Even a transaction timeout will not kill or timeout any action that is done by the resources that are enlisted in this transaction. The actions will run as long as they take, without interruption. A transaction timeout will set a flag on the transaction that will mark it as rollback only, so that any subsequent request to commit this transaction will fail with a TimedOutException or RollbackException. However, as mentioned above, the long running JDBC calls can lead to blocked WebLogic Server execute threads, which can finally lead to a hanging instance, if all threads are blocked and no execute thread remains available for handling incoming requests.

More recent WebLogic Server versions have a health check functionality that regularly checks if a thread does not react for a certain period of time (the default is 600 seconds). If this happens, an error message is printed to your log file similar to following:

The time interval for the health check functionality is configurable. Please check the StuckThreadMaxTime property in the <Server> tag of your config.xml file or the "Detecting stuck threads" section in the WebLogic Server administration console help

The following are some different possible reasons that can cause JDBC calls to lead to a hanging WebLogic Server instance:


  • Use of DriverManager.getConnection() in your JDBC code.
  • SQL Queries issued to the database take unexpectedly long time to return.
  • Database for which the JDBC connection pool is configured hangs and does not return from calls in a timely manner.
  • A slow or overloaded network causes database calls to slow down or hang.
  • A deadlock causes all execute threads to hang and wait forever.
  • RefreshMinutes or TestFrequencySeconds property in the JDBC connection pool causes hang periods in WebLogic Server.

◆ DATASET CONTENT

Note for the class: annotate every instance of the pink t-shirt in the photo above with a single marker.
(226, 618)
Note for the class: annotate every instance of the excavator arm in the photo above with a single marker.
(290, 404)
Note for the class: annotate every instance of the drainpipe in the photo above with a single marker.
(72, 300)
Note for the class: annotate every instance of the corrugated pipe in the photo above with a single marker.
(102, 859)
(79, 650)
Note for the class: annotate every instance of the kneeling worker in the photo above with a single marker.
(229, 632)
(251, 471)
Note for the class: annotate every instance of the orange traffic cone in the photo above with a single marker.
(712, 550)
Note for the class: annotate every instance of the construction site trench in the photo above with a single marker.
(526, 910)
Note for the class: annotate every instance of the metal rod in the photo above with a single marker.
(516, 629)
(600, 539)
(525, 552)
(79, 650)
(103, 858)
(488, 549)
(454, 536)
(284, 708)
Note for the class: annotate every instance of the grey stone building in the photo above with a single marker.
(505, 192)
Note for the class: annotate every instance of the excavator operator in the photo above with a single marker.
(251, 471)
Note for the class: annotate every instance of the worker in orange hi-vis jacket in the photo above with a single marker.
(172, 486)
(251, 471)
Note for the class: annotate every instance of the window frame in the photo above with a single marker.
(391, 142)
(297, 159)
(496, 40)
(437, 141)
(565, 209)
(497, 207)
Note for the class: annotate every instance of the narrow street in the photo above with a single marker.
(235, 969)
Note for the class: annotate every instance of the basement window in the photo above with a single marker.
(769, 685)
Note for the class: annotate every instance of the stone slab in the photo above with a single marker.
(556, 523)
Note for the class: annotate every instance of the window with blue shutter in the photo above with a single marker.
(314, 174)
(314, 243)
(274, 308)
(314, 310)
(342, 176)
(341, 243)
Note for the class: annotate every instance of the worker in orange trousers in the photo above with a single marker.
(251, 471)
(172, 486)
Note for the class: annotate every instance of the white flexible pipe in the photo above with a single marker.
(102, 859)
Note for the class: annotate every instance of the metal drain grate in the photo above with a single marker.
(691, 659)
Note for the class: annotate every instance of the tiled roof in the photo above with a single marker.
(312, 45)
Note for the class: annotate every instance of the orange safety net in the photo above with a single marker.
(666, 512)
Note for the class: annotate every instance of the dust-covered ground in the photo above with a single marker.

...

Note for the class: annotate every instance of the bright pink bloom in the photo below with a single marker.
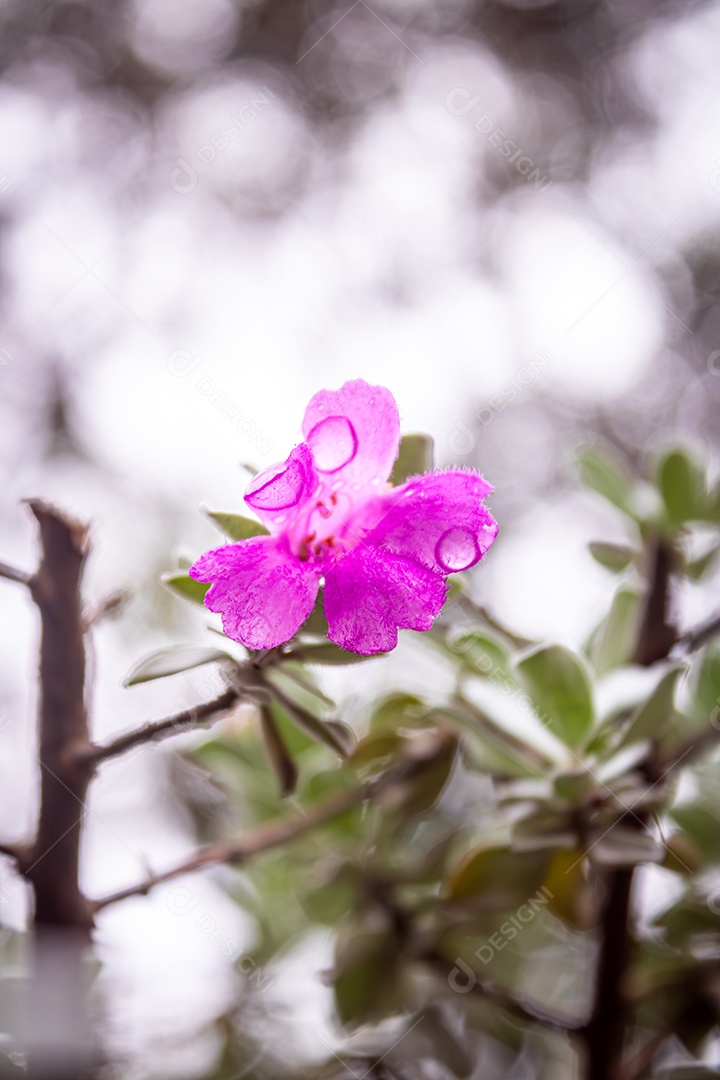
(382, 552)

==

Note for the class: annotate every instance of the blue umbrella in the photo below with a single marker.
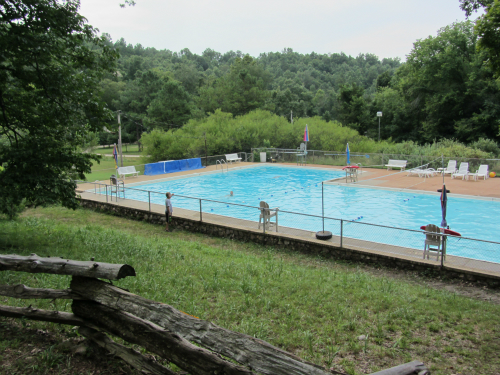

◆ WORK TO COMPLETE
1: Reproduce the passage on JDBC calls and hanging WebLogic Server instances from "The following are" to "and wait forever.".
2: Carry on the passage about JDBC calls and hanging WebLogic Server instances, picking up after its final line.

◆ ANSWERS IN ORDER
1:
The following are some different possible reasons that can cause JDBC calls to lead to a hanging WebLogic Server instance:


  • Use of DriverManager.getConnection() in your JDBC code.
  • SQL Queries issued to the database take unexpectedly long time to return.
  • Database for which the JDBC connection pool is configured hangs and does not return from calls in a timely manner.
  • A slow or overloaded network causes database calls to slow down or hang.
  • A deadlock causes all execute threads to hang and wait forever.

2:
  • JDBC connection pool shrinking and re-creation of database connections causes long response times.

Synchronized DriverManager.getConnection()

There are some best practices both in the development of JDBC code and also in the configuration practice of JDBC connection pools that can help to avoid common problems and optimize resource usage so that hanging server instances should not happen.
Problem Troubleshooting
Different programming techniques or JDBC connection pool configurations can lead to deadlocks or long running JDBC calls that lead to hanging WebLogic Server instances. This pattern addresses JDBC calls causing a server hang and other well-known JDBC-related causes for common problems leading to hanging WebLogic Server instance.

Troubleshooting Steps

Why does the problem occur?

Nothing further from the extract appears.